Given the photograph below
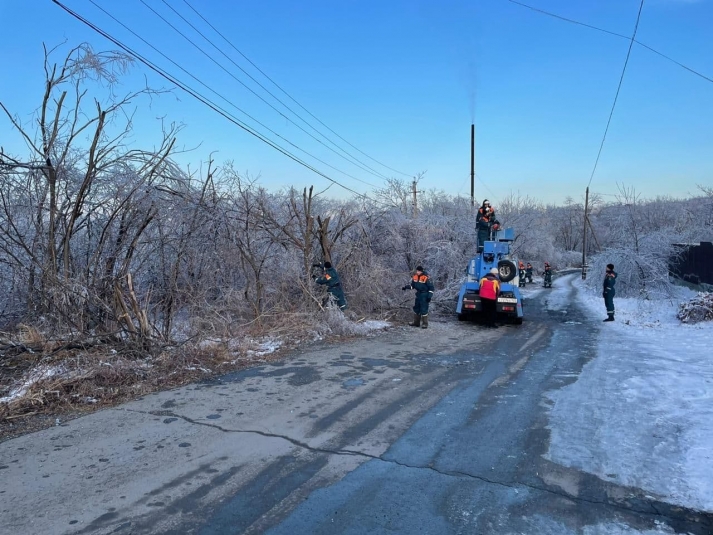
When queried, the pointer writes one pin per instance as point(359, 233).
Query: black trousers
point(489, 313)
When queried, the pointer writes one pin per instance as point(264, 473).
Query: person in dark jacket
point(521, 273)
point(330, 278)
point(609, 291)
point(489, 292)
point(420, 282)
point(483, 222)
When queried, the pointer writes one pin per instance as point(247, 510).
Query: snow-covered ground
point(641, 413)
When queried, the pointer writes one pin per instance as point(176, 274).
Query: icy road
point(454, 429)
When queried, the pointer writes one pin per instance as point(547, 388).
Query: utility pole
point(415, 200)
point(584, 238)
point(472, 165)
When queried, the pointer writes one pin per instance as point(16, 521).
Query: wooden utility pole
point(584, 238)
point(472, 165)
point(415, 200)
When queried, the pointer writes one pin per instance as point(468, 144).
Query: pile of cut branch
point(698, 309)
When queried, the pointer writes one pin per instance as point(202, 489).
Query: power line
point(206, 101)
point(225, 99)
point(572, 21)
point(288, 95)
point(618, 88)
point(355, 162)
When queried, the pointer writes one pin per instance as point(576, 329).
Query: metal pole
point(415, 201)
point(584, 238)
point(472, 165)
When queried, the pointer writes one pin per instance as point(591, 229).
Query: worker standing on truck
point(547, 276)
point(420, 282)
point(489, 292)
point(609, 291)
point(330, 278)
point(483, 223)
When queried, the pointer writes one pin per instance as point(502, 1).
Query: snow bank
point(641, 413)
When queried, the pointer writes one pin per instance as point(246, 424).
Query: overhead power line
point(572, 21)
point(353, 160)
point(287, 94)
point(208, 102)
point(225, 99)
point(618, 88)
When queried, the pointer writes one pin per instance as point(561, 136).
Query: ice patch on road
point(641, 413)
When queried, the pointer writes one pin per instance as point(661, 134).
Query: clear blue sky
point(403, 80)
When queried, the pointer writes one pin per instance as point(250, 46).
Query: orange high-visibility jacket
point(489, 287)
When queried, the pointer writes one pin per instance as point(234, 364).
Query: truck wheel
point(507, 270)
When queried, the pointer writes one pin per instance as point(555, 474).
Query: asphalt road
point(432, 431)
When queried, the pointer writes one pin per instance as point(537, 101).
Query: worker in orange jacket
point(489, 292)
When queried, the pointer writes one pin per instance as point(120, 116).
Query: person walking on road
point(489, 292)
point(609, 291)
point(420, 282)
point(330, 278)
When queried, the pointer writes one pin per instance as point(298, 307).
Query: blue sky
point(402, 81)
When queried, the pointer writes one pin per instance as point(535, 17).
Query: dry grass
point(68, 379)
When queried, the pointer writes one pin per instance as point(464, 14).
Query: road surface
point(432, 431)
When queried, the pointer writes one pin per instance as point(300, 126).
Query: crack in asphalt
point(454, 473)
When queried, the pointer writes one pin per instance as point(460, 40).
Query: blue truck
point(495, 253)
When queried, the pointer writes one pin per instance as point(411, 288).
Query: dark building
point(693, 263)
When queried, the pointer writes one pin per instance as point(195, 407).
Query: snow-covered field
point(641, 413)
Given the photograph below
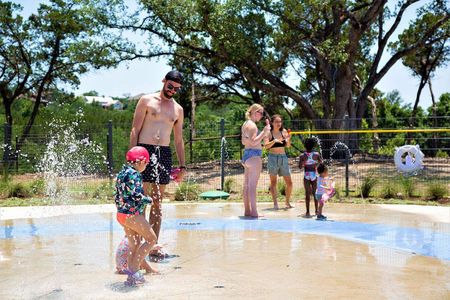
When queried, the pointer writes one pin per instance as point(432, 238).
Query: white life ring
point(412, 161)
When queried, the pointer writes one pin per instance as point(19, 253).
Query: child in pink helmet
point(130, 202)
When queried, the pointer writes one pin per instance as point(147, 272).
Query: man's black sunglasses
point(173, 88)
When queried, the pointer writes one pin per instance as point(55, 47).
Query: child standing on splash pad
point(325, 189)
point(309, 161)
point(130, 202)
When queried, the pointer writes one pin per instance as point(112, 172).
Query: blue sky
point(143, 76)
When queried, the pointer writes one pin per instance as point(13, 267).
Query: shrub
point(437, 191)
point(389, 190)
point(367, 185)
point(104, 190)
point(187, 192)
point(407, 185)
point(227, 185)
point(19, 190)
point(281, 188)
point(37, 186)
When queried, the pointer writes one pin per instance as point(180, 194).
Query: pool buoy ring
point(410, 163)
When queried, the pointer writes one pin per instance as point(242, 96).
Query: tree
point(249, 47)
point(424, 61)
point(49, 48)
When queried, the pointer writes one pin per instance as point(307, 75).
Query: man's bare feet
point(257, 216)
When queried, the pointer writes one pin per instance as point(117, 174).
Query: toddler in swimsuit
point(309, 161)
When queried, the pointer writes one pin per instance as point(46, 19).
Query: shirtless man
point(154, 118)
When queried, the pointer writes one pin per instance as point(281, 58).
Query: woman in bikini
point(278, 164)
point(251, 160)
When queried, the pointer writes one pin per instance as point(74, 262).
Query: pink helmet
point(138, 153)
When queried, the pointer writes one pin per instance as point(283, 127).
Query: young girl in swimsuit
point(130, 202)
point(309, 160)
point(278, 164)
point(251, 160)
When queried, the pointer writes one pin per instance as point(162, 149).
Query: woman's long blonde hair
point(251, 109)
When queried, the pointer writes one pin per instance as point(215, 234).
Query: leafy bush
point(407, 185)
point(437, 191)
point(104, 190)
point(187, 192)
point(389, 190)
point(38, 186)
point(19, 190)
point(441, 154)
point(367, 185)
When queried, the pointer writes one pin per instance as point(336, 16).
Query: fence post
point(7, 148)
point(222, 154)
point(109, 146)
point(346, 174)
point(190, 145)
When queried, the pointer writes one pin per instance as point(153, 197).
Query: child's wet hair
point(309, 144)
point(321, 168)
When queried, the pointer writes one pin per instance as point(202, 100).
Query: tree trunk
point(412, 120)
point(435, 145)
point(376, 138)
point(7, 141)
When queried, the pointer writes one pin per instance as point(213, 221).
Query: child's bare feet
point(149, 269)
point(289, 205)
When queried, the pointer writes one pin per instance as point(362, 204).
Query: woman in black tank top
point(277, 163)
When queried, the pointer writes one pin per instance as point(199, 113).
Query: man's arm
point(138, 121)
point(178, 138)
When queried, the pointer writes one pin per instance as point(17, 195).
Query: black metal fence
point(213, 153)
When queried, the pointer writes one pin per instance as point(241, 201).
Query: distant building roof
point(104, 101)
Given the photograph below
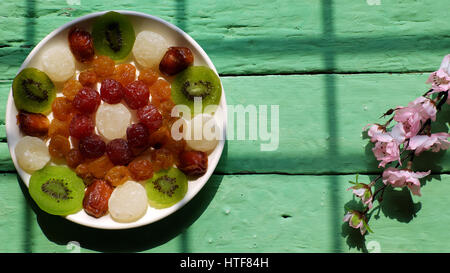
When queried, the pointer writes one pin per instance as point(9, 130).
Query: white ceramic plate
point(175, 37)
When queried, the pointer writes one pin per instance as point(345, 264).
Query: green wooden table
point(331, 66)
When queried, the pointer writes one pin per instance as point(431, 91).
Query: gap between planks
point(300, 74)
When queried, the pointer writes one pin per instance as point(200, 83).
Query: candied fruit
point(81, 126)
point(74, 158)
point(119, 152)
point(88, 77)
point(159, 137)
point(111, 91)
point(140, 169)
point(59, 146)
point(95, 201)
point(161, 159)
point(148, 76)
point(160, 90)
point(118, 175)
point(33, 124)
point(31, 153)
point(103, 66)
point(124, 73)
point(62, 108)
point(136, 94)
point(71, 88)
point(150, 116)
point(81, 44)
point(86, 100)
point(82, 171)
point(100, 166)
point(92, 146)
point(138, 135)
point(112, 120)
point(58, 127)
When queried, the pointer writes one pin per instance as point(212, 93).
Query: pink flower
point(423, 107)
point(356, 219)
point(386, 152)
point(374, 131)
point(435, 142)
point(402, 178)
point(440, 79)
point(386, 148)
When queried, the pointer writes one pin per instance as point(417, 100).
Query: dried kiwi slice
point(166, 188)
point(57, 190)
point(196, 82)
point(33, 91)
point(113, 35)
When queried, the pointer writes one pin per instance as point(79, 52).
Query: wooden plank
point(320, 122)
point(270, 37)
point(244, 213)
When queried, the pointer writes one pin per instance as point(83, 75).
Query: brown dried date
point(33, 124)
point(81, 44)
point(175, 60)
point(193, 163)
point(95, 202)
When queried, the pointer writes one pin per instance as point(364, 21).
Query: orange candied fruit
point(82, 170)
point(118, 175)
point(140, 169)
point(88, 77)
point(159, 137)
point(103, 66)
point(160, 90)
point(58, 127)
point(148, 76)
point(71, 88)
point(74, 158)
point(62, 108)
point(100, 166)
point(124, 73)
point(162, 159)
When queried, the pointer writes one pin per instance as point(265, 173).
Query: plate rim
point(211, 166)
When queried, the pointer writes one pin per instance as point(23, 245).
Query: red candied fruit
point(138, 135)
point(175, 60)
point(62, 108)
point(148, 76)
point(124, 73)
point(111, 91)
point(88, 77)
point(81, 126)
point(86, 100)
point(150, 116)
point(81, 44)
point(95, 201)
point(136, 94)
point(119, 151)
point(92, 146)
point(74, 158)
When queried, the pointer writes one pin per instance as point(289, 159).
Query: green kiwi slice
point(57, 190)
point(33, 91)
point(166, 188)
point(196, 82)
point(113, 35)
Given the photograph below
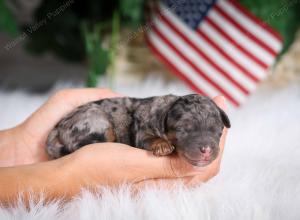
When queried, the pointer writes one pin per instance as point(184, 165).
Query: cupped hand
point(30, 137)
point(113, 164)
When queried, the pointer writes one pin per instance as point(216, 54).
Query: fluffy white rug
point(259, 178)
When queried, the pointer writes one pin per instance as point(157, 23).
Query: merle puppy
point(191, 125)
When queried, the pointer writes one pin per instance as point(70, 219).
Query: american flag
point(216, 47)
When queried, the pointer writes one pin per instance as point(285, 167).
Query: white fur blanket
point(259, 177)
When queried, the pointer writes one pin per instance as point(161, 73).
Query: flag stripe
point(240, 37)
point(199, 65)
point(193, 66)
point(173, 67)
point(263, 26)
point(192, 49)
point(236, 44)
point(201, 47)
point(216, 47)
point(229, 53)
point(245, 31)
point(173, 59)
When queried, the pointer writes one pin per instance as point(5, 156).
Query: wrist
point(7, 147)
point(18, 148)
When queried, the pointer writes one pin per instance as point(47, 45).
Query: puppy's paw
point(162, 148)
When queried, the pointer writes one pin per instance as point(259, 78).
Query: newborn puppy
point(191, 125)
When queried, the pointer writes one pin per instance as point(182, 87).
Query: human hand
point(113, 164)
point(27, 140)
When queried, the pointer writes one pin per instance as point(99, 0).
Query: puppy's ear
point(224, 118)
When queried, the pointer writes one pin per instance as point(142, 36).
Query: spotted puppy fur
point(191, 125)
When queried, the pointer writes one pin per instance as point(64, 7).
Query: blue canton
point(190, 11)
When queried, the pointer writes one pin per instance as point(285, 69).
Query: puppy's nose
point(206, 150)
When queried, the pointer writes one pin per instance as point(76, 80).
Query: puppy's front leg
point(159, 146)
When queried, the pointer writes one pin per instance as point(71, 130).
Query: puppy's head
point(194, 125)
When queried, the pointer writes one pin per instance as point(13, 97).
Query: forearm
point(17, 149)
point(7, 148)
point(52, 179)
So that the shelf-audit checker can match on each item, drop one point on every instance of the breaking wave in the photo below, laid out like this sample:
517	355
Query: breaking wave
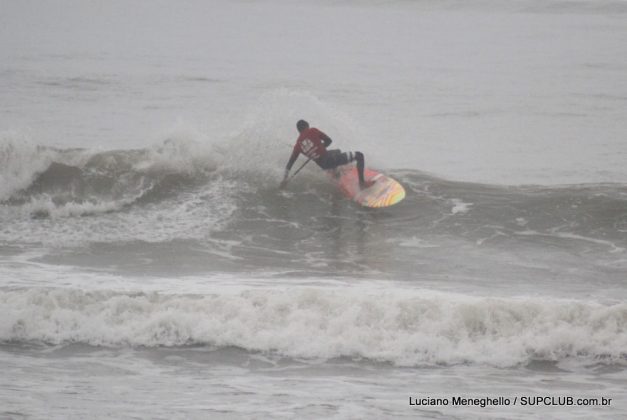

***

What you need to do: Rewrite the part that opens with the line containing "as point(99, 0)." and closes with the last line, changing every "puppy's" to "dog's" and leaving everything else as it stands. Omit the pictures from your output.

The response:
When queried, the pointer writes one pin per instance as point(99, 0).
Query: dog's ear
point(224, 118)
When queried, the pointer writes one pin per instance as point(142, 36).
Query: spotted puppy fur
point(191, 125)
When queried, the pointer writes one pin per instance as point(64, 7).
Query: blue canton
point(190, 11)
When queried, the pointer writes one pin per instance as point(285, 69).
Query: dog's nose
point(206, 150)
When queried, the pointer writes one pin per instance as point(76, 80).
Query: dog's front leg
point(159, 146)
When queried, the pointer writes one pin per instance as point(71, 130).
Query: dog's head
point(194, 125)
When queried, the pointer writes one pin per instance as point(13, 97).
Query: forearm
point(17, 149)
point(7, 148)
point(52, 179)
So that the shelf-audit checker can match on each item, drop one point on every instance of the breaking wave in the photo below, laid out like this sample:
517	355
Query: breaking wave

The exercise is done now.